TASK STATEMENT
Report the number of lines holding "grass" in the material below, and nothing more.
===== SUPPLIED DATA
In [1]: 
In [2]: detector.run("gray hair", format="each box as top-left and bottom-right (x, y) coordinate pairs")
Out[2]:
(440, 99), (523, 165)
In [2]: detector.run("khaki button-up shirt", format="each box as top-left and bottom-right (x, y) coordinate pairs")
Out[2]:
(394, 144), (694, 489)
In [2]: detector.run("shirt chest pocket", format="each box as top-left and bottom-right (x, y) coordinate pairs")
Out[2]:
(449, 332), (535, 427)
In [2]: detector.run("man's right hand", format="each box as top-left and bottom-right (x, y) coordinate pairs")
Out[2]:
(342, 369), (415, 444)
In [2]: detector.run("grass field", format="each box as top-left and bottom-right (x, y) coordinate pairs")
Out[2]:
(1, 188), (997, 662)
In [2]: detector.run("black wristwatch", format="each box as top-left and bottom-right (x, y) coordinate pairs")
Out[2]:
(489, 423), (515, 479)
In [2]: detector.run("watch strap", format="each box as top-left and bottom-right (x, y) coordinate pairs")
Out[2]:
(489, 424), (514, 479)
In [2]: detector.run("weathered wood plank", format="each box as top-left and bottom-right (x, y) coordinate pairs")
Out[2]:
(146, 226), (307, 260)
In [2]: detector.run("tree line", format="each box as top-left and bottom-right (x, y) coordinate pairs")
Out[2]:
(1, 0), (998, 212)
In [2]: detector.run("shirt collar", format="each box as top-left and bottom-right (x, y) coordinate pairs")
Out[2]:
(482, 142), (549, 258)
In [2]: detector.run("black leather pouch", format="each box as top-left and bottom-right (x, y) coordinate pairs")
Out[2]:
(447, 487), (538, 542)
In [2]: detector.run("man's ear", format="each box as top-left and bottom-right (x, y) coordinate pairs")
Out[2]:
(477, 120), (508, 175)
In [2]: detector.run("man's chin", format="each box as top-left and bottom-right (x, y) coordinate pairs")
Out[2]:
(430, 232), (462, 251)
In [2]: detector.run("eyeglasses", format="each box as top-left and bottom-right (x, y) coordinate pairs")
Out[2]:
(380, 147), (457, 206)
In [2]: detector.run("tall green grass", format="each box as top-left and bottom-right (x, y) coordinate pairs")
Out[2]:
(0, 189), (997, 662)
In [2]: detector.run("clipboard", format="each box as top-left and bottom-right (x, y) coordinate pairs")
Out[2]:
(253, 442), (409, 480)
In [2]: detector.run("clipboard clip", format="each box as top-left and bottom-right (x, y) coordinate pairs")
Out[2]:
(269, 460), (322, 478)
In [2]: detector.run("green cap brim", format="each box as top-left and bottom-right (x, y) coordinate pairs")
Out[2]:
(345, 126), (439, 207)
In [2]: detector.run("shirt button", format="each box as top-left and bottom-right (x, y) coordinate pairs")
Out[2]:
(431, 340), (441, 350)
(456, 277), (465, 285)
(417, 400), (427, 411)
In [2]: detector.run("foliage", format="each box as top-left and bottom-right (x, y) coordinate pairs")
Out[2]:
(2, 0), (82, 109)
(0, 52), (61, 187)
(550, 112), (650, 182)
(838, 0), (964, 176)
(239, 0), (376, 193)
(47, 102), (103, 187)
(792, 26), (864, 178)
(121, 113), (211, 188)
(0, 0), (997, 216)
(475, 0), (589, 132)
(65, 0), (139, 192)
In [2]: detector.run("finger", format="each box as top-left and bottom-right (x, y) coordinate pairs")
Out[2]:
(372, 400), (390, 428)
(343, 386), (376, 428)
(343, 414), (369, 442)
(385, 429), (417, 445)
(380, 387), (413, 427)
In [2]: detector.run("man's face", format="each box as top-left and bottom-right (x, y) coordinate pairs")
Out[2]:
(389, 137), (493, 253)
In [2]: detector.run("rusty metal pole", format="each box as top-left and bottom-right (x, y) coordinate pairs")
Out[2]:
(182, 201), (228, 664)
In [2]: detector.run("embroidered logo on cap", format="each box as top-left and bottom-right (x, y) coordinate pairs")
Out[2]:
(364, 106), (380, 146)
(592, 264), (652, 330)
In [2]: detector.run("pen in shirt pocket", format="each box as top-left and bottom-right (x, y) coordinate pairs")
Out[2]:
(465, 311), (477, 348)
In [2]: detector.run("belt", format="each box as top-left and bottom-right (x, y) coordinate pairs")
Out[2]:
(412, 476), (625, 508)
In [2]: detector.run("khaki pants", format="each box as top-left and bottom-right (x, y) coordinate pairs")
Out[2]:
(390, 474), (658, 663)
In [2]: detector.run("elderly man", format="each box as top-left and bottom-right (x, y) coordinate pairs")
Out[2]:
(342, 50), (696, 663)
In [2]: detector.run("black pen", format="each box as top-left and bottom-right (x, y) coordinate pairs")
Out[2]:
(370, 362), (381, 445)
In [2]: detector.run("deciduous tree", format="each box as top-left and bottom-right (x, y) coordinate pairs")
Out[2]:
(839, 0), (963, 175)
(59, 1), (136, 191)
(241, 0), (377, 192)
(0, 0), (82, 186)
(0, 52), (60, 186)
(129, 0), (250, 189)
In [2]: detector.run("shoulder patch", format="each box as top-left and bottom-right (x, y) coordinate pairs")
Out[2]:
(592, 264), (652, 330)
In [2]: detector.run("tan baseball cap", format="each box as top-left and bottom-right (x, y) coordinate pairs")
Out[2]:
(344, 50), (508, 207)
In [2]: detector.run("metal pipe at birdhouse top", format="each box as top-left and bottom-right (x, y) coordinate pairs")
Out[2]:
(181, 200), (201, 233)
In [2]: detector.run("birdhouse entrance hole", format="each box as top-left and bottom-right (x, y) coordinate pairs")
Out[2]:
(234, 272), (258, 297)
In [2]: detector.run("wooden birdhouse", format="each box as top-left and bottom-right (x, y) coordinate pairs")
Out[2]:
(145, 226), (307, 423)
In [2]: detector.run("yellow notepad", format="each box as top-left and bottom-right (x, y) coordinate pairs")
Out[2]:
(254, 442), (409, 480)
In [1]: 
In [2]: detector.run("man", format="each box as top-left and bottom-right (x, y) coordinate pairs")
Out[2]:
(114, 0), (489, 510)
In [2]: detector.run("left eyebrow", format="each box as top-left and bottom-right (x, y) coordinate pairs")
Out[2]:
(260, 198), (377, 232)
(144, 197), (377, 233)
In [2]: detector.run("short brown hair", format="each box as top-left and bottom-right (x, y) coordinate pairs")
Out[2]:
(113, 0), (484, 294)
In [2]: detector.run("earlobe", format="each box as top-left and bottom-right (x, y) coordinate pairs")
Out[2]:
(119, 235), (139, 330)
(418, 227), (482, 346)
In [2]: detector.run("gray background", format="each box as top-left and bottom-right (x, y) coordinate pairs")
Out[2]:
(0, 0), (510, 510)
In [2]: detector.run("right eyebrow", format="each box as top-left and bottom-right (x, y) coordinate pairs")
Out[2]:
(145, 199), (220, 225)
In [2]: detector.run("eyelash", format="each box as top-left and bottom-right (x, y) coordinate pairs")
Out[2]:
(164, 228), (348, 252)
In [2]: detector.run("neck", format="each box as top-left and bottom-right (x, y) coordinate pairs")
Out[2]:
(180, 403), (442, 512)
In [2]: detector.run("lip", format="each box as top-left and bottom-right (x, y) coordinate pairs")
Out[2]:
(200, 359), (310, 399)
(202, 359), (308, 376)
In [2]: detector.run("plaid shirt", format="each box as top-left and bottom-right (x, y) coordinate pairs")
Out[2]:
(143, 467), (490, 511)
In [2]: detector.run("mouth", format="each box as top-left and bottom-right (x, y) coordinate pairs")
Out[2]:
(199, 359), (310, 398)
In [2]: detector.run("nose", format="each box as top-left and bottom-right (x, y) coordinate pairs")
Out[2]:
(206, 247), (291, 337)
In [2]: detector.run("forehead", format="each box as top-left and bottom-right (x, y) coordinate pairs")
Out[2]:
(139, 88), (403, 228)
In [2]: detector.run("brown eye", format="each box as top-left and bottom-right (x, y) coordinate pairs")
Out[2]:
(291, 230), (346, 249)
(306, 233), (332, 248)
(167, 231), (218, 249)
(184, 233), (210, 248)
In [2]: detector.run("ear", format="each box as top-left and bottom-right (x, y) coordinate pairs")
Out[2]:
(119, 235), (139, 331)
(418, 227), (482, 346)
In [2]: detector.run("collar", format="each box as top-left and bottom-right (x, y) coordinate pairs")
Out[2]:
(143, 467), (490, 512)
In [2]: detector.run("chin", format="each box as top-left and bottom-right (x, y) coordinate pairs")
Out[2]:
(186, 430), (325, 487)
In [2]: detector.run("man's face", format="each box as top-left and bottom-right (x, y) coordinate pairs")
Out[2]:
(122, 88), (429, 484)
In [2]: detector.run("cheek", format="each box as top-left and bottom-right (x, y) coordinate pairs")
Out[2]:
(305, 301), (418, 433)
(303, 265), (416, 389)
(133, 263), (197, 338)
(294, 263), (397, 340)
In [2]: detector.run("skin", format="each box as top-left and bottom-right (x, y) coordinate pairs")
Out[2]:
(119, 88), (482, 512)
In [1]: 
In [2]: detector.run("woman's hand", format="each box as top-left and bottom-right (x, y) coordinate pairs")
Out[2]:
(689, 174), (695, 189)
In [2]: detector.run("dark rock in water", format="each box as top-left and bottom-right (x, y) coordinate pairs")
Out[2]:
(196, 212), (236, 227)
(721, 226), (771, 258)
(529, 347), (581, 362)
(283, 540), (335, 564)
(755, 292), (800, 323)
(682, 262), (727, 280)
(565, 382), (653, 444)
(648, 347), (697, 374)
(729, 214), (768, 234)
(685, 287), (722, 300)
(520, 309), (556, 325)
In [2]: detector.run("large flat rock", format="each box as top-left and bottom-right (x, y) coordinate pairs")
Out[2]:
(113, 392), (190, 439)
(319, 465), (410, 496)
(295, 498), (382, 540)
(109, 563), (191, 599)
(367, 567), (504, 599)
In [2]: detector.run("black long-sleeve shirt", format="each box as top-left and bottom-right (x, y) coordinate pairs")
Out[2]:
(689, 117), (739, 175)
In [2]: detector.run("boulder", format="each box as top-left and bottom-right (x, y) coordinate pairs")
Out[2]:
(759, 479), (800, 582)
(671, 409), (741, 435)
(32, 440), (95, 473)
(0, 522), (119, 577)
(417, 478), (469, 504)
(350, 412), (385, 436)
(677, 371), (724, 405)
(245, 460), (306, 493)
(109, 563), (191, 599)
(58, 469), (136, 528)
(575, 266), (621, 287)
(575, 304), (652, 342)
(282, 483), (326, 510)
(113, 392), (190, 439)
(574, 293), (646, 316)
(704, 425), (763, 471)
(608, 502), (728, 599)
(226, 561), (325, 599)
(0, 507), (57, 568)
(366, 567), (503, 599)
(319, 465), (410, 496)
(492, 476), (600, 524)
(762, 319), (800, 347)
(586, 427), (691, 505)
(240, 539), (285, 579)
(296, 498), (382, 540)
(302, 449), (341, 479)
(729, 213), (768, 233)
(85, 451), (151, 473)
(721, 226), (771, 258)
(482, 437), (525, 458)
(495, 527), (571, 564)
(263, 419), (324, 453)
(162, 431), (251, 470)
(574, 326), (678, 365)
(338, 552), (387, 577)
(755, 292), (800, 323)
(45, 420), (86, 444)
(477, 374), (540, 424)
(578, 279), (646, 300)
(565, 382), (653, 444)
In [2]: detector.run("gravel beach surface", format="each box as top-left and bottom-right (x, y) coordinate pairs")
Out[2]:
==========
TASK RESULT
2